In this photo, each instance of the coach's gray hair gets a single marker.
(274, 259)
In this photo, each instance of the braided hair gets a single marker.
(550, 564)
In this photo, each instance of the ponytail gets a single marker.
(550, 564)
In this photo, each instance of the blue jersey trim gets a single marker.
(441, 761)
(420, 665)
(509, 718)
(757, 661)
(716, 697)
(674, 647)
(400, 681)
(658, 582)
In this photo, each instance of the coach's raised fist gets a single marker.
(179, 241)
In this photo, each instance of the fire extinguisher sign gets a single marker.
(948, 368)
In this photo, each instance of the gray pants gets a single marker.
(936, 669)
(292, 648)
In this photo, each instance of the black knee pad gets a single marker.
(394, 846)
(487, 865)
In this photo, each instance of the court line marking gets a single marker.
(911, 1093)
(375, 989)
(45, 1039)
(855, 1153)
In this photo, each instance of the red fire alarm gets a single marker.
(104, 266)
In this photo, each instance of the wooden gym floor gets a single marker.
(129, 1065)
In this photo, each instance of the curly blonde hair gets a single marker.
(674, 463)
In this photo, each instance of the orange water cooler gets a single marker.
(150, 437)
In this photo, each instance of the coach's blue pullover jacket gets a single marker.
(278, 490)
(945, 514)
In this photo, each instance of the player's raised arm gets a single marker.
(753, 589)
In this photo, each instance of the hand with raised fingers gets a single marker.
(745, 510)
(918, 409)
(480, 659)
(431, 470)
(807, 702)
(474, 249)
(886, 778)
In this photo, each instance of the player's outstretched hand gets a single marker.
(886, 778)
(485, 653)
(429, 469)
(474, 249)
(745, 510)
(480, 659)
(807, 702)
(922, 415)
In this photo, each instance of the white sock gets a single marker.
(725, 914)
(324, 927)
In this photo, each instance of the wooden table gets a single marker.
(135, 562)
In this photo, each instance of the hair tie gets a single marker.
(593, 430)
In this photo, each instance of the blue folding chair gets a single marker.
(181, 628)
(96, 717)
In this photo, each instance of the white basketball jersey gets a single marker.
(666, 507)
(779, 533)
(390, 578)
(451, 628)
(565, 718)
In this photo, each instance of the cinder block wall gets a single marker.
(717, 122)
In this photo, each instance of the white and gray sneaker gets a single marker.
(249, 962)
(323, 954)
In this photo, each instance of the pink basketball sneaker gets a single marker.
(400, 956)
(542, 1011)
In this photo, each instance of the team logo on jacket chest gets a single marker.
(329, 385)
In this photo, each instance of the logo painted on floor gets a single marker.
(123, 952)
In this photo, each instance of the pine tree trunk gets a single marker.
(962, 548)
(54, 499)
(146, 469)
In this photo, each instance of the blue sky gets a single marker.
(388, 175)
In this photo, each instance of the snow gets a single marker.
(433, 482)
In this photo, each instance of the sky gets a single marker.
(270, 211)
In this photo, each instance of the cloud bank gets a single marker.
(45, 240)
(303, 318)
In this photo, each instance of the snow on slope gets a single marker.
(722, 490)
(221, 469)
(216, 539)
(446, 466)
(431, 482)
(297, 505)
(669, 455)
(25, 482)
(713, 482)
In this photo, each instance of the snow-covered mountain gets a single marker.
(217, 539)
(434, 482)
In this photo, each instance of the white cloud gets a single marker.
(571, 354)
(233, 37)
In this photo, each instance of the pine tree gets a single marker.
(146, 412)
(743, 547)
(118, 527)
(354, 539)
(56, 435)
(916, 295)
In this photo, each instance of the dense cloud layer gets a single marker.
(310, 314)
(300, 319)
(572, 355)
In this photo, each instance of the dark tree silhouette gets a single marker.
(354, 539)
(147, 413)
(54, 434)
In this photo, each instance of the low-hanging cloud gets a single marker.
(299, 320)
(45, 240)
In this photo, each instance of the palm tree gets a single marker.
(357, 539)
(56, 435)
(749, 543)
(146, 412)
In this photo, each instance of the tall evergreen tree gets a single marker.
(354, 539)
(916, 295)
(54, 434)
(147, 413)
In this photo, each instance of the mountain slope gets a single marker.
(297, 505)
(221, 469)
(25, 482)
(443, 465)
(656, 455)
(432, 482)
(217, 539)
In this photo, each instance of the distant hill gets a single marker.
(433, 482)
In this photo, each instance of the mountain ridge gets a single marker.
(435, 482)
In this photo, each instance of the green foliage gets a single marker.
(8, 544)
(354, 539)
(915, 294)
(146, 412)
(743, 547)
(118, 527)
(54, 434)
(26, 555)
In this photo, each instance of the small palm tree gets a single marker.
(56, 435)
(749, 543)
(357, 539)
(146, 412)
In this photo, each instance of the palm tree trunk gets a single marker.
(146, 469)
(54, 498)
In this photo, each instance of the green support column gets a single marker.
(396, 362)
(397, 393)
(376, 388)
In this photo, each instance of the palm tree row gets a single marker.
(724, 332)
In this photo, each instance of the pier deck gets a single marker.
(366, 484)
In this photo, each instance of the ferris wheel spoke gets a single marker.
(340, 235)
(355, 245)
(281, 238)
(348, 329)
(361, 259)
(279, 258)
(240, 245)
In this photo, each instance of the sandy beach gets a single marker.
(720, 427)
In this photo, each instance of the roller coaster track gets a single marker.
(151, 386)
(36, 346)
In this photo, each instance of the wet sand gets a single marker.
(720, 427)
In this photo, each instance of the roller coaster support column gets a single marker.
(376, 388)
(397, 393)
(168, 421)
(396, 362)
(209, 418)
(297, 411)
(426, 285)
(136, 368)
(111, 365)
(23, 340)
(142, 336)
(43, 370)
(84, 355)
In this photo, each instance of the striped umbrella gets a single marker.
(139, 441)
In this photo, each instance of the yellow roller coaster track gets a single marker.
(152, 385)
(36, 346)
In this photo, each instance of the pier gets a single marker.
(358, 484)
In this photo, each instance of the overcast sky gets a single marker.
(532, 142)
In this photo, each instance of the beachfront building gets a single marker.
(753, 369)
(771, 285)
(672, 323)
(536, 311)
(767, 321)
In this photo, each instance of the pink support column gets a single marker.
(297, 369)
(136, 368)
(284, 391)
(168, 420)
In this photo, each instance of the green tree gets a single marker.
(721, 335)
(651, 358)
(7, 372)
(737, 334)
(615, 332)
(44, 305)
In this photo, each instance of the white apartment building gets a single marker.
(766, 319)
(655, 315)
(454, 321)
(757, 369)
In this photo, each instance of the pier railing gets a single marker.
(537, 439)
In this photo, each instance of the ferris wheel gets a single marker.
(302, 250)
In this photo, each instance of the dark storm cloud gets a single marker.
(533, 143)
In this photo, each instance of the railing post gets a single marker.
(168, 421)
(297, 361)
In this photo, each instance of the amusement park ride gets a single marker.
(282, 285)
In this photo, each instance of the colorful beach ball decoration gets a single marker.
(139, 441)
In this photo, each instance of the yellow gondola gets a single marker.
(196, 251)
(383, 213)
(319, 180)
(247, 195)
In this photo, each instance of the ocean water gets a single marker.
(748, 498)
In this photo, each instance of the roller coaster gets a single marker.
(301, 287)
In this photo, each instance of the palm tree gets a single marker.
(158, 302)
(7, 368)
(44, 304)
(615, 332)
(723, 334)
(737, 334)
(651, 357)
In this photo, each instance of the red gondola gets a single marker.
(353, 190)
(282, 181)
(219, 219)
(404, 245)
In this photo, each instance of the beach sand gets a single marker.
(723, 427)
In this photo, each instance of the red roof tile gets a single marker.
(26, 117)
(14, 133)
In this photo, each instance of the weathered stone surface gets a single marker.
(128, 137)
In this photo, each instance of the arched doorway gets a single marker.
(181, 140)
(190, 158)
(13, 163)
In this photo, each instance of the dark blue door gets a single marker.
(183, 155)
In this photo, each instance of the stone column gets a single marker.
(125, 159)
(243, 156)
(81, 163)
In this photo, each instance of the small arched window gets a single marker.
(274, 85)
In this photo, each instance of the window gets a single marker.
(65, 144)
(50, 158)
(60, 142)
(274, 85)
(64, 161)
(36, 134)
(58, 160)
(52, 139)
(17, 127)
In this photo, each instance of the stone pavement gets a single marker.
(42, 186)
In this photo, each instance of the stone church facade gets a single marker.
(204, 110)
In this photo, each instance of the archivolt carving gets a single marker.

Given task |
Extract, exactly, the lines above that begin at the line containing "In this photo, each instance of the roller coaster gets" and end at the final line of the records; add no other text.

Solution to this task |
In this photo, each instance of the roller coaster gets a single marker.
(301, 287)
In this photo, each instance of the palm tree gets a single marker.
(158, 302)
(7, 368)
(44, 304)
(615, 332)
(723, 334)
(737, 334)
(651, 357)
In this photo, each instance of the red gondola gets a single marker.
(353, 190)
(282, 181)
(219, 219)
(404, 245)
In this photo, each instance of the beach sand gets a single marker.
(723, 427)
In this photo, each instance of the red roof tile gets a single marker.
(26, 117)
(14, 133)
In this photo, each instance of the weathered stone surface gets a single marker.
(128, 137)
In this photo, each instance of the arched doorway gets a single marker.
(181, 140)
(190, 158)
(13, 163)
In this photo, each instance of the dark blue door gets a single marker.
(183, 155)
In this photo, each instance of the stone column gets a single marker.
(125, 159)
(243, 156)
(81, 163)
In this photo, each instance of the small arched window gets a single marker.
(274, 85)
In this photo, each instance of the window gets a single marker.
(65, 144)
(50, 158)
(60, 142)
(274, 85)
(64, 161)
(36, 134)
(58, 160)
(52, 139)
(17, 127)
In this photo, each instance of the stone pavement gets a single marker.
(42, 186)
In this photo, each instance of the stone church facade gets a single marker.
(204, 110)
In this photo, each instance of the archivolt carving gets a single marker.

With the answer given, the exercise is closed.